(Beginning of Data extract)

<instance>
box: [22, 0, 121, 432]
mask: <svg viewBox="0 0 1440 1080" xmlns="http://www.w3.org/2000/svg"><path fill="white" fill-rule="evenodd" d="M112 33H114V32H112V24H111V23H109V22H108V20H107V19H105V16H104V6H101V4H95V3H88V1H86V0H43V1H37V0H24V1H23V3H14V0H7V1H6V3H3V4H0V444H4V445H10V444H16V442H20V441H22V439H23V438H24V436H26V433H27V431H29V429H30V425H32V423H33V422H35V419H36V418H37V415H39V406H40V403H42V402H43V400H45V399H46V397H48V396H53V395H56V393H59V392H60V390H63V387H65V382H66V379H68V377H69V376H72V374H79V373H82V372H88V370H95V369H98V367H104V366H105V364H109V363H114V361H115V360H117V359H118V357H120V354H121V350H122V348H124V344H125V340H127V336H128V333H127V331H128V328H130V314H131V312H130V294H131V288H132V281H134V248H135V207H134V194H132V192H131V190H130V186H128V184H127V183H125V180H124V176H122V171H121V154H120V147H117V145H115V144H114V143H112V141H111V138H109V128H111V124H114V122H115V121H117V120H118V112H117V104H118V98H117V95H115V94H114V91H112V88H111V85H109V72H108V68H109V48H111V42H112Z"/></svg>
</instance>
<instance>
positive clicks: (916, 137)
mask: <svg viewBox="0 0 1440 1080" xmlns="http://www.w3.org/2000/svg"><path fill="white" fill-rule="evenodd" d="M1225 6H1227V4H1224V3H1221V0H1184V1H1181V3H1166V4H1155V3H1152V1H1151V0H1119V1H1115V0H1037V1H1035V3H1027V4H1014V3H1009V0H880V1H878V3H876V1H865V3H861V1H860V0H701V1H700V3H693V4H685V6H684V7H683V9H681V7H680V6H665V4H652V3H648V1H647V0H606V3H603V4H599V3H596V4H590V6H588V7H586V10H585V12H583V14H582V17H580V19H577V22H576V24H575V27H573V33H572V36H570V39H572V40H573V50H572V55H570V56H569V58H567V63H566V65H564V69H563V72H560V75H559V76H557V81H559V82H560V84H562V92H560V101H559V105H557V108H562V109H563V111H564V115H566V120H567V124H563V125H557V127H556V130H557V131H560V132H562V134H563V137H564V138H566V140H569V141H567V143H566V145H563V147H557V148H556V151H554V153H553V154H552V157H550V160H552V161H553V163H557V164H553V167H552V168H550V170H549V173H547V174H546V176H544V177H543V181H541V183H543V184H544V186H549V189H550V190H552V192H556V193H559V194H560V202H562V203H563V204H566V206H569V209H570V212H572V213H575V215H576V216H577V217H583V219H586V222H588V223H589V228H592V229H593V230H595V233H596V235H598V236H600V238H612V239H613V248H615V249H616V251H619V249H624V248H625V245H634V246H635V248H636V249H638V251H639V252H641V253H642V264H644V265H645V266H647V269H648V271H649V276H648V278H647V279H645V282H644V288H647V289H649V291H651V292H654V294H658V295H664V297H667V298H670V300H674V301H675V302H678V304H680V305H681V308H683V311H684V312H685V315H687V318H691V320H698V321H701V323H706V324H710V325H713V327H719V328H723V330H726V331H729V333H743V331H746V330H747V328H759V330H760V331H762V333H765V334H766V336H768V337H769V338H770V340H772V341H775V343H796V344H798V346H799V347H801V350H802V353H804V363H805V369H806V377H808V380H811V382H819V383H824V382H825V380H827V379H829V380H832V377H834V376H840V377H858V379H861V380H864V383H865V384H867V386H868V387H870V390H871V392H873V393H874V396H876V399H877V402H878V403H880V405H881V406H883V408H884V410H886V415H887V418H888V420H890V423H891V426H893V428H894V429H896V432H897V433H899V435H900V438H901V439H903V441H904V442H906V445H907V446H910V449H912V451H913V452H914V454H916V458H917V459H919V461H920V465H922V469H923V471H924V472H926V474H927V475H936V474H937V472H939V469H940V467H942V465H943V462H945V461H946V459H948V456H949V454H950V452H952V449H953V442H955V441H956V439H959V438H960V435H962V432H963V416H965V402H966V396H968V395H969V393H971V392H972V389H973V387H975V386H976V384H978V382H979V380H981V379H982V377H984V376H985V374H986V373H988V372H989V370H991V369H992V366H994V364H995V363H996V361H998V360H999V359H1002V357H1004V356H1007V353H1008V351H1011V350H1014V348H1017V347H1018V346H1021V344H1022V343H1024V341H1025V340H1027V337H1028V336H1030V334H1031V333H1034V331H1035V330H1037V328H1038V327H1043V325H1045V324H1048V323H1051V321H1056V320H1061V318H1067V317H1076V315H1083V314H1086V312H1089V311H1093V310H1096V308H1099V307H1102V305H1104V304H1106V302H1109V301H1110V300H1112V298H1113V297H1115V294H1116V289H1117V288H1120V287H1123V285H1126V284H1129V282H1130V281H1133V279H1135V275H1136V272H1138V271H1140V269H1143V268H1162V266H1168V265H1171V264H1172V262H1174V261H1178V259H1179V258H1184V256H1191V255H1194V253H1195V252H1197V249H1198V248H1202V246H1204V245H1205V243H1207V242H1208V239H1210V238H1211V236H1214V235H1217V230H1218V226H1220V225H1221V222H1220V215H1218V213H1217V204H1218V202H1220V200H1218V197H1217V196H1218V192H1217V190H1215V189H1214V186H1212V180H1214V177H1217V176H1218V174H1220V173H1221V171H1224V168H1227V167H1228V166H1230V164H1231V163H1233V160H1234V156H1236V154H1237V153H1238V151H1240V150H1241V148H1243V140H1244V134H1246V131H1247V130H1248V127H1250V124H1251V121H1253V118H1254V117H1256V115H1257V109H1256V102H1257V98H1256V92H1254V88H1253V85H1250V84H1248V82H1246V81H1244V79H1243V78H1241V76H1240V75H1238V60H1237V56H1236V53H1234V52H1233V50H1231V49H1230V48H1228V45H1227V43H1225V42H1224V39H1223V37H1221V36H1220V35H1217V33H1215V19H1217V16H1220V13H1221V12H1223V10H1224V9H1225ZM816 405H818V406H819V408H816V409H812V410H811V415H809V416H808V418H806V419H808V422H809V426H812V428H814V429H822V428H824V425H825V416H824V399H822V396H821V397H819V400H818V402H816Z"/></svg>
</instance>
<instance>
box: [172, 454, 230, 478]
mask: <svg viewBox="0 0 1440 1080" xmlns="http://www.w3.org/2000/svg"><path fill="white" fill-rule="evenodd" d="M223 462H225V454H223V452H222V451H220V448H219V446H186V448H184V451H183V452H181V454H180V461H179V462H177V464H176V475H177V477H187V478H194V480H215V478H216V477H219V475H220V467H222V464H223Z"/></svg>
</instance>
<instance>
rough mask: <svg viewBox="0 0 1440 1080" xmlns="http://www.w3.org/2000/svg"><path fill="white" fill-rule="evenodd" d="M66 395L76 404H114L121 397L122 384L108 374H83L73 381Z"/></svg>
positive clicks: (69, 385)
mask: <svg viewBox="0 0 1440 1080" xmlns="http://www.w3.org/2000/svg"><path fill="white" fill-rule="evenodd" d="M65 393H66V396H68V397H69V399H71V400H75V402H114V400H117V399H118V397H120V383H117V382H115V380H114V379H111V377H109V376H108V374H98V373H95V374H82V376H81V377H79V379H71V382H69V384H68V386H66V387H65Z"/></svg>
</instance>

(End of Data extract)
(Beginning of Data extract)

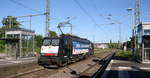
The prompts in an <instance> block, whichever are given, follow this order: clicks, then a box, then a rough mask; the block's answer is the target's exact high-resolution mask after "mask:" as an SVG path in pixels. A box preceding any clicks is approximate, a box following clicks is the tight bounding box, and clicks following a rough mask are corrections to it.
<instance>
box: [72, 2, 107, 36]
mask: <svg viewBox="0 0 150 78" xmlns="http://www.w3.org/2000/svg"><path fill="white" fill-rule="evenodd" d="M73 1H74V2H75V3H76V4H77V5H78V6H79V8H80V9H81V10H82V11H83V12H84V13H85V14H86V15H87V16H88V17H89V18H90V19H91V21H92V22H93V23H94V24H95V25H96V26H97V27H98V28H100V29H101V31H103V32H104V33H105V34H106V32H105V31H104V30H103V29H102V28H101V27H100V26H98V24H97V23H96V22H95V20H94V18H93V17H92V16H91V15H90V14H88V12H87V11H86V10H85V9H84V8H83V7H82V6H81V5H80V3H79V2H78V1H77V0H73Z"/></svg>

(End of Data extract)
(Beginning of Data extract)

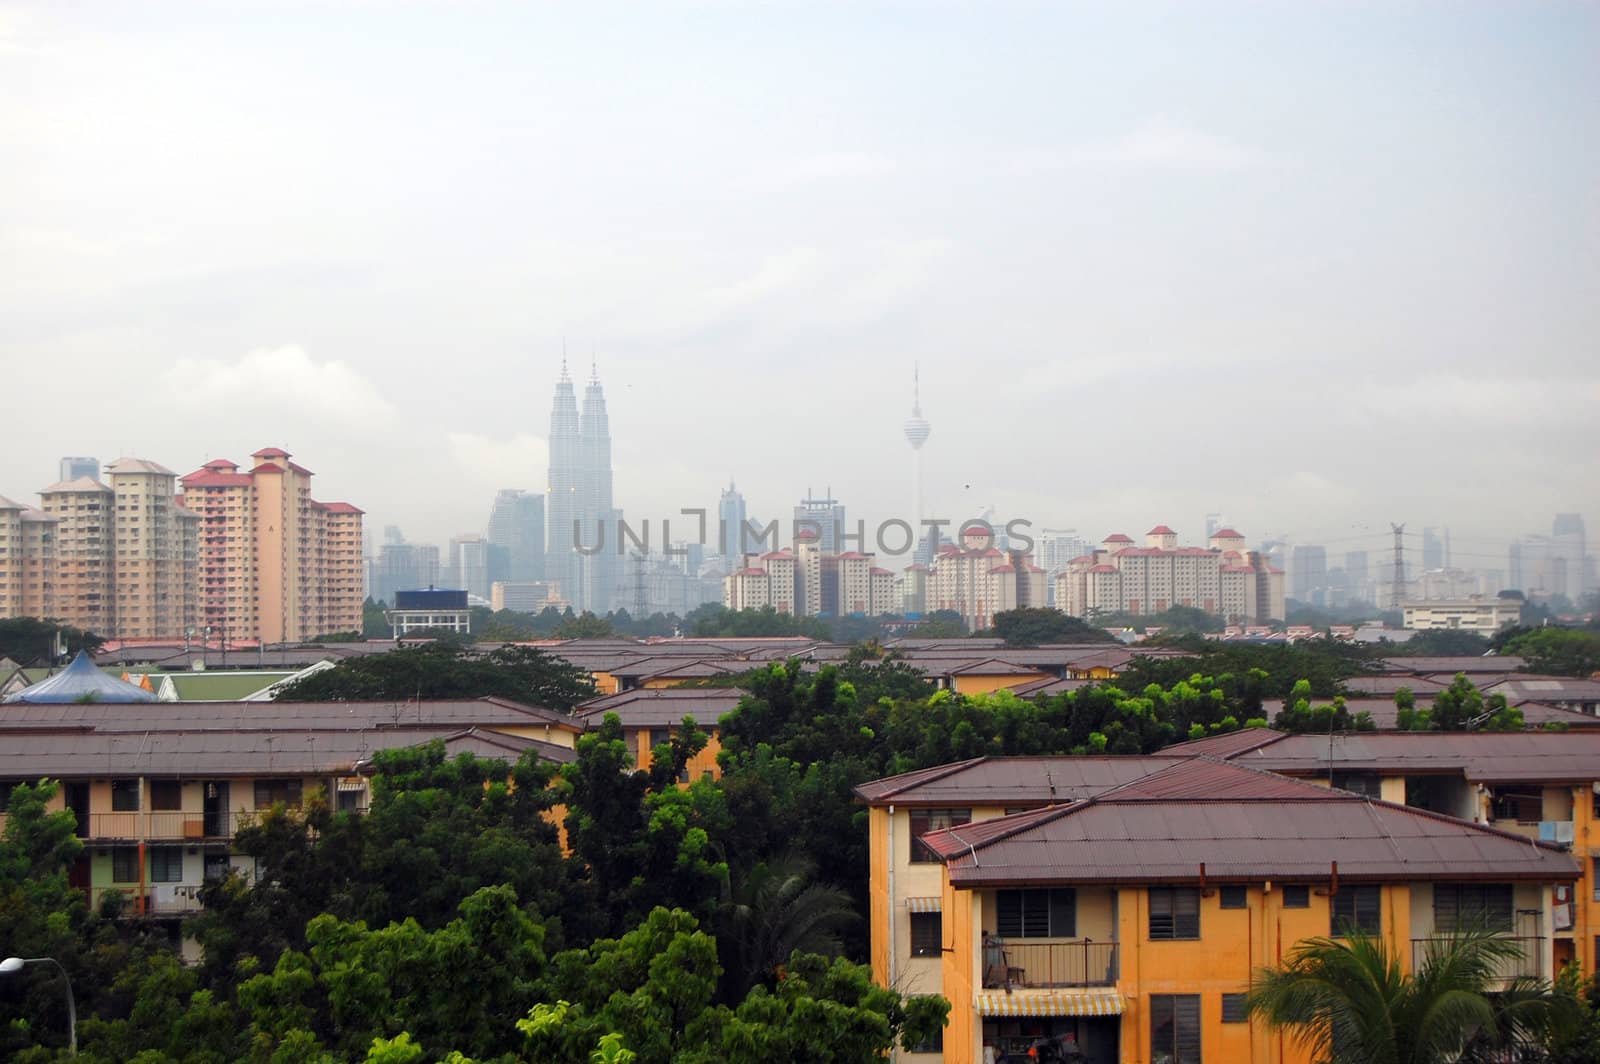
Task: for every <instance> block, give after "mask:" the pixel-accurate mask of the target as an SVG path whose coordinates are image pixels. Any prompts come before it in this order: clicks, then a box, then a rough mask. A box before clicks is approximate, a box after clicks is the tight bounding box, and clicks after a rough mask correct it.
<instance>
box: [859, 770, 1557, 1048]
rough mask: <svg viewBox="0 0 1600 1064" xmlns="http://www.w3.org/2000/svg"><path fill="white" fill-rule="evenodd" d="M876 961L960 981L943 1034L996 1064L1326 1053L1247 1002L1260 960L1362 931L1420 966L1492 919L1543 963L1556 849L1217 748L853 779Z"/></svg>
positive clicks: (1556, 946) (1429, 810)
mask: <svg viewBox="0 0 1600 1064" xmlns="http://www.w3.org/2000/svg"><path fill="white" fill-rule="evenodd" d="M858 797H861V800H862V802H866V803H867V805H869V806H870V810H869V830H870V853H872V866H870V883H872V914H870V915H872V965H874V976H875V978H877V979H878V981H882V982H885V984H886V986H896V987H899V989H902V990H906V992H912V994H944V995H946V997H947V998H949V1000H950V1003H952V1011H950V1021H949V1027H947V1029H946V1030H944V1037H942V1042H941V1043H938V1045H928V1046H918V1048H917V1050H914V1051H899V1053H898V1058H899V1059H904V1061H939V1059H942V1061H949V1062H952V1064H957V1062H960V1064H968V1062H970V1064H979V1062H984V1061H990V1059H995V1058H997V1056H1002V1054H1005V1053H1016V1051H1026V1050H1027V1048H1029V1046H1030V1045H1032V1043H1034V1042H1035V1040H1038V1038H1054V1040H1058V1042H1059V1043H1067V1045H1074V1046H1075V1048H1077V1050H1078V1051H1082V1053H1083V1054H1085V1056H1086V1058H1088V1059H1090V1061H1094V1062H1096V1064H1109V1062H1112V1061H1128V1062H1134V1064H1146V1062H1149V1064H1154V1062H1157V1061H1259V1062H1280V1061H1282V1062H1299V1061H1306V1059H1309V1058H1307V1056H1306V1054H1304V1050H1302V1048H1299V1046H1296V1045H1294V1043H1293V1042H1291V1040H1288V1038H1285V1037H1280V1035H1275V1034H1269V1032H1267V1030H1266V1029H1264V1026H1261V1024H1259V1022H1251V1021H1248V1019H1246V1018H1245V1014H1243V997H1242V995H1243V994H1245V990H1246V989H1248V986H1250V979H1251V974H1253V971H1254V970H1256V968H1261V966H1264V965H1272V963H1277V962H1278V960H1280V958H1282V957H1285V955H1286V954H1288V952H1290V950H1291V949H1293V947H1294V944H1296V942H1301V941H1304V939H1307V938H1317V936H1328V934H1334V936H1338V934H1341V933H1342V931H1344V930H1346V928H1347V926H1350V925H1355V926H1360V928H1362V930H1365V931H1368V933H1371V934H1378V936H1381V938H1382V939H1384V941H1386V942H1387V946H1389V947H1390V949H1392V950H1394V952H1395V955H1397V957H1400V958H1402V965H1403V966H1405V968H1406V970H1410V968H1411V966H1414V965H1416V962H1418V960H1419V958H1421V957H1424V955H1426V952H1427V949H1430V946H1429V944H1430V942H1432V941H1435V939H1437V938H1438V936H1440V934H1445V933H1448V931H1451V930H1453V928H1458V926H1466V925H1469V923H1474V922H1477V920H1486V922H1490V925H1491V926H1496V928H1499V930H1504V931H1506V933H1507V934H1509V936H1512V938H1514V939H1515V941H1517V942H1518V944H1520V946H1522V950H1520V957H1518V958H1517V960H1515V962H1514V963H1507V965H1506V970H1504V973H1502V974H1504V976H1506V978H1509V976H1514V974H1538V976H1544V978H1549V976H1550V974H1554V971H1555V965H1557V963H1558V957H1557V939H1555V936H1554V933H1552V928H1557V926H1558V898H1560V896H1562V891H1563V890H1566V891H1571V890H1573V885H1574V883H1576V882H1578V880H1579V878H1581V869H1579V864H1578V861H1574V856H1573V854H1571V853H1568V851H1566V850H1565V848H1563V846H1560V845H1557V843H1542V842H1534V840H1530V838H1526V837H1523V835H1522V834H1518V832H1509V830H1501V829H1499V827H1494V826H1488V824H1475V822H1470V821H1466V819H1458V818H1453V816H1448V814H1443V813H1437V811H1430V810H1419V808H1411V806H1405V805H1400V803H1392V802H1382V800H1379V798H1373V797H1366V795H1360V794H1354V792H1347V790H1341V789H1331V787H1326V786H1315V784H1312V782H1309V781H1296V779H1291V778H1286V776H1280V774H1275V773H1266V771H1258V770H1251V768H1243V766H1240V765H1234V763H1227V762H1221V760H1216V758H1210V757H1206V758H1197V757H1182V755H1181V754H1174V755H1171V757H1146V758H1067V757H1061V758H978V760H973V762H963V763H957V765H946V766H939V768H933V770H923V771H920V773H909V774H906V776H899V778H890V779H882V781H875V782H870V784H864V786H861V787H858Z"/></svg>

(End of Data extract)

§ **Exercise instructions**:
Copy every line from the material in which the word "order" can be found.

§ **Solution to this problem**:
The prompts in an <instance> block, whichever are given, follow this order: clicks, then a box, then a rough mask; the block's answer is the target's exact high-resolution mask after "mask:" as an SVG path in pixels. A box preceding any clicks is approximate, a box following clicks is the tight bounding box, and clicks following a rough mask are corrections to it.
Task: for every <instance> block, give after "mask:" the pixel-accurate mask of the target as an SVG path whose coordinates are image pixels. Any prompts come before it in this order: clicks, then a box, then a rough mask. A box before clicks is approximate, a box after clicks is the tight bounding box, and clicks after a rough mask correct it.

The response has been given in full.